Object detection data:
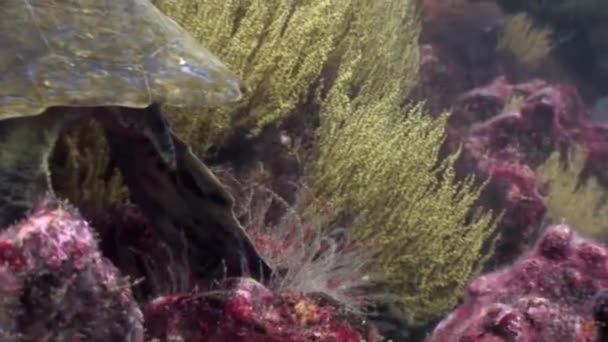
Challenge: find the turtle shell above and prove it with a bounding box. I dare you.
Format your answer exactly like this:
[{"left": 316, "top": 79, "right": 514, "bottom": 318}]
[{"left": 0, "top": 0, "right": 245, "bottom": 119}]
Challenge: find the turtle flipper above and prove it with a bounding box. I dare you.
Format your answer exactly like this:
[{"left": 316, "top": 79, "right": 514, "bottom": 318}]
[
  {"left": 95, "top": 104, "right": 175, "bottom": 169},
  {"left": 0, "top": 107, "right": 76, "bottom": 229},
  {"left": 106, "top": 127, "right": 272, "bottom": 280}
]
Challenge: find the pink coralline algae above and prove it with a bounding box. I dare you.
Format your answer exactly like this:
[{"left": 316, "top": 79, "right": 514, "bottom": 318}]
[
  {"left": 426, "top": 224, "right": 608, "bottom": 342},
  {"left": 436, "top": 77, "right": 608, "bottom": 265},
  {"left": 0, "top": 200, "right": 143, "bottom": 342},
  {"left": 143, "top": 278, "right": 379, "bottom": 342}
]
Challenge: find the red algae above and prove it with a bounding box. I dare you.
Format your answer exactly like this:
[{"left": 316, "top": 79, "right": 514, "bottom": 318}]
[
  {"left": 426, "top": 224, "right": 608, "bottom": 342},
  {"left": 144, "top": 278, "right": 379, "bottom": 342}
]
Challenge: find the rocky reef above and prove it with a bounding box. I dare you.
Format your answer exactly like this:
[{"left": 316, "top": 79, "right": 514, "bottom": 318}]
[
  {"left": 426, "top": 224, "right": 608, "bottom": 342},
  {"left": 5, "top": 0, "right": 608, "bottom": 342}
]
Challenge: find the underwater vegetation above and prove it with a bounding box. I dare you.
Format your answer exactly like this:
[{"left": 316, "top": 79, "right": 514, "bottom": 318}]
[
  {"left": 537, "top": 147, "right": 608, "bottom": 242},
  {"left": 5, "top": 0, "right": 608, "bottom": 342},
  {"left": 426, "top": 224, "right": 608, "bottom": 342}
]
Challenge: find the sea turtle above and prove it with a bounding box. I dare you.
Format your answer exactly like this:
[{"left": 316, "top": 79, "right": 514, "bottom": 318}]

• _REQUEST_: Write out every line of the data above as a JSON array of strings, with one string per line and no blank lines. Leave the pictures out.

• _EXERCISE RESPONSE_:
[
  "Challenge: find the turtle shell above and prove it with a bounding box. I dare you.",
  "Format your answer exactly like this:",
  "[{\"left\": 316, \"top\": 79, \"right\": 514, \"bottom\": 318}]",
  "[{\"left\": 0, \"top\": 0, \"right\": 245, \"bottom\": 119}]",
  "Challenge: find the turtle flipper above and prove it with a bounding box. I dare you.",
  "Format your answer exactly like this:",
  "[{\"left\": 316, \"top\": 79, \"right\": 514, \"bottom\": 318}]",
  "[",
  "  {\"left\": 95, \"top\": 104, \"right\": 175, \"bottom\": 169},",
  "  {\"left\": 0, \"top\": 107, \"right\": 76, \"bottom\": 229},",
  "  {\"left\": 106, \"top\": 127, \"right\": 272, \"bottom\": 280}",
  "]",
  "Challenge: find the pink coralline algae above and prove it with a bounding box. I dare you.",
  "Format your answer exactly like this:",
  "[{\"left\": 316, \"top\": 79, \"right\": 514, \"bottom\": 318}]",
  "[",
  "  {\"left\": 426, \"top\": 224, \"right\": 608, \"bottom\": 342},",
  "  {\"left\": 436, \"top\": 77, \"right\": 608, \"bottom\": 265},",
  "  {\"left\": 0, \"top\": 200, \"right\": 143, \"bottom\": 342},",
  "  {\"left\": 143, \"top\": 278, \"right\": 379, \"bottom\": 342}",
  "]",
  "Challenge: find the red algae above and prove it with a bounding box. I dare you.",
  "Format your answer exactly like this:",
  "[{\"left\": 316, \"top\": 79, \"right\": 514, \"bottom\": 318}]",
  "[",
  "  {\"left\": 426, \"top\": 224, \"right\": 608, \"bottom\": 342},",
  "  {\"left\": 144, \"top\": 278, \"right\": 379, \"bottom\": 342}",
  "]",
  "Challenge: find the rocky reef above and prove it with a bounding box. I dare you.",
  "Format your answer exactly like this:",
  "[{\"left\": 316, \"top\": 79, \"right\": 514, \"bottom\": 318}]",
  "[",
  "  {\"left\": 426, \"top\": 224, \"right\": 608, \"bottom\": 342},",
  "  {\"left\": 5, \"top\": 0, \"right\": 608, \"bottom\": 342}",
  "]",
  "Challenge: find the underwater vegetation above and prove it with a bounding box. I dare you.",
  "Format your answer exactly like this:",
  "[{\"left\": 316, \"top\": 79, \"right\": 514, \"bottom\": 318}]",
  "[",
  "  {\"left\": 537, \"top\": 147, \"right\": 608, \"bottom\": 242},",
  "  {\"left\": 5, \"top\": 0, \"right\": 608, \"bottom\": 342},",
  "  {\"left\": 426, \"top\": 224, \"right\": 608, \"bottom\": 342}",
  "]",
  "Challenge: find the sea turtle above and prove it with a bounding box. I dare you.",
  "Format your answer exactly like this:",
  "[{\"left\": 316, \"top\": 79, \"right\": 514, \"bottom\": 318}]"
]